Domande:
1 > Rispondi alle domande sul testo su Giano e gennaio:
(a) Com'era raffigurato Giano per i romani?
(b) Dove passeggia spesso chi scrive nel mese di gennaio?
(c) Quale vento viene nominato nel testo?
2 > Ricopia dal testo su Giano e gennaio il passo che va da "È un dio che" fino a "a quelli pubblici." compreso.
3 > Nel testo su Giano e gennaio, riscrivi in forma di elenco più breve il paragrafo che comincia con "Forse è anche effetto del mutamento del clima", conservandone i fatti principali.

Testo riportato:

Giano era per i romani il dio bifronte, con una faccia che guardava avanti e l’altra indietro.
È un dio che parla ancora, se ci si mette in ascolto. È il dio che apre al nuovo e proprio per questo ancora ben presente al vecchio. È il dio della porta di casa, che mette in relazione e dà continuità agli spazi intimi e a quelli pubblici.

Ho passeggiato spesso in questo mese di gennaio nella bella campagna intorno a Vicchio…e Giano mi ha parlato, mostrandomi ovunque i suoi segni.
Forse è anche effetto del mutamento del clima, insolitamente tiepido, ma i segni che preannunciano l’arrivo della primavera sono tanti: giornate che si allungano, canti degli uccelli all’alba, primule e i tarassachi in fiore, campi verdi di germogli di grano. Intorno restano ben presenti i segni dell’anno passato: bacche rosseggianti, sterpi secchi ancora pieni di semi piumosi in attesa di prendere il volo, tappeti di foglie in decomposizione o ancora attaccate ai rami delle vecchie querce.

Ho sempre amato particolarmente questo periodo dell’anno, quando l’inverno è più profondo, ma la certezza che tornerà la primavera si fa tangibile.
Mi piace camminare nel freddo vento di tramontana, che stordisce i pensieri. Il corpo è vivo, il sangue scorre veloce: il contrasto tra il freddo di fuori e il calore del movimento arrossa la pelle e fa gocciolare gli umori.
Mi piace anche il pigro abbandono sotto le coperte, le chiacchiere davanti ad un fuoco acceso, una fumante tazza di cioccolata tra le mani, fantasticare e sognare ad occhi aperti con un libro tra le mani e la testa altrove.

Esterno e interno, nuovo e vecchio, speranza e memoria, luce e ombra, intimità ed impegno…
Gennaio è altalena in una terra di confine, eterno punto di svolta da cui partire per poi tornare.

C’è una apparente forte contraddizione tra l’aprire al nuovo verso il quale procedere sempre più decisi e il continuare a sentire l’attrazione del vecchio, presente ovunque; tra la voglia di cullarsi nello spazio più privato degli affetti e l’esigenza di “vita activa” in una società da cui non estraniarsi.

Gradualmente le giornate si allungano, l’invito ad uscire all’esterno si fa più pressante…Giano mi invita a non scordare la lezione di questi giorni: a sfidare il principio di non contraddizione coltivando dentro di me l’apertura al cambiamento insieme al legame con le radici, la cura dei sentimenti e delle relazioni con la passione politica e l’impegno sociale e professionale.

Dati archiviati:

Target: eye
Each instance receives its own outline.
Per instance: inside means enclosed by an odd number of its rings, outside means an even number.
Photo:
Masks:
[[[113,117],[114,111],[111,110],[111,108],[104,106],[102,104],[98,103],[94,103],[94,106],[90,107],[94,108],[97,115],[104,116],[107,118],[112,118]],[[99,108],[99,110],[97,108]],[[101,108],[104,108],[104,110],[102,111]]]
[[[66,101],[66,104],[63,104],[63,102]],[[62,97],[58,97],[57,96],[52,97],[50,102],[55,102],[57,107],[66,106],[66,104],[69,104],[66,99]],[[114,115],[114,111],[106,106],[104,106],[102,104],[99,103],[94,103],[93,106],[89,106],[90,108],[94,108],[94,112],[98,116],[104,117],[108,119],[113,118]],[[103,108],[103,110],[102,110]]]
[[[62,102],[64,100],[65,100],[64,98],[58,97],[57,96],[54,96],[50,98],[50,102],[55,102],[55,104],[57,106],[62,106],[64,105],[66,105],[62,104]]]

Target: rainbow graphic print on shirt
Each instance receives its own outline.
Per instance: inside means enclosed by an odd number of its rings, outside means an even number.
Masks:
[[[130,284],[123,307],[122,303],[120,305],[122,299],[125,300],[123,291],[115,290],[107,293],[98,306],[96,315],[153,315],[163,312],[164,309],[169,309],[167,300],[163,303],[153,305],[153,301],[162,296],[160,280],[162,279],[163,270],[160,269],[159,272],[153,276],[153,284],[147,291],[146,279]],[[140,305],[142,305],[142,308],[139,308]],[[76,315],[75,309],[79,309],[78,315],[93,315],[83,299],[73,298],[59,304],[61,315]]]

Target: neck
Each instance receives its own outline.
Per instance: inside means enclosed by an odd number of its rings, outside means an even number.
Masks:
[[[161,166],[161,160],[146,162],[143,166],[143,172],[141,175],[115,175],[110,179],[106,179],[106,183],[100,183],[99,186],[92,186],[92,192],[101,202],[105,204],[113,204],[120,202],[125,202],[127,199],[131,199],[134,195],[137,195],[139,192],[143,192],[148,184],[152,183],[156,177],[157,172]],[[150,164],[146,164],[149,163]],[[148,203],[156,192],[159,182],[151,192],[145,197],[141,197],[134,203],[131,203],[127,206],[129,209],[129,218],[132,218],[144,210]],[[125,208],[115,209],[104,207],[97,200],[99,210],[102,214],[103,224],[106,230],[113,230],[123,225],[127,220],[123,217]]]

Risposte ai compiti:
1 >
(a) Come un dio bifronte, con una faccia che guardava avanti e l'altra indietro.
(b) Nella bella campagna intorno a Vicchio.
(c) Il vento di tramontana.

2 >
È un dio che parla ancora, se ci si mette in ascolto. È il dio che apre al nuovo e proprio per questo ancora ben presente al vecchio. È il dio della porta di casa, che mette in relazione e dà continuità agli spazi intimi e a quelli pubblici.

3 >
- Segni dell'arrivo della primavera, forse anche per il clima insolitamente tiepido: giornate più lunghe, canti degli uccelli all'alba, primule e tarassachi in fiore, campi verdi di germogli di grano.
- Segni dell'anno passato ancora presenti: bacche rosseggianti, sterpi secchi pieni di semi piumosi, foglie in decomposizione o ancora attaccate alle vecchie querce.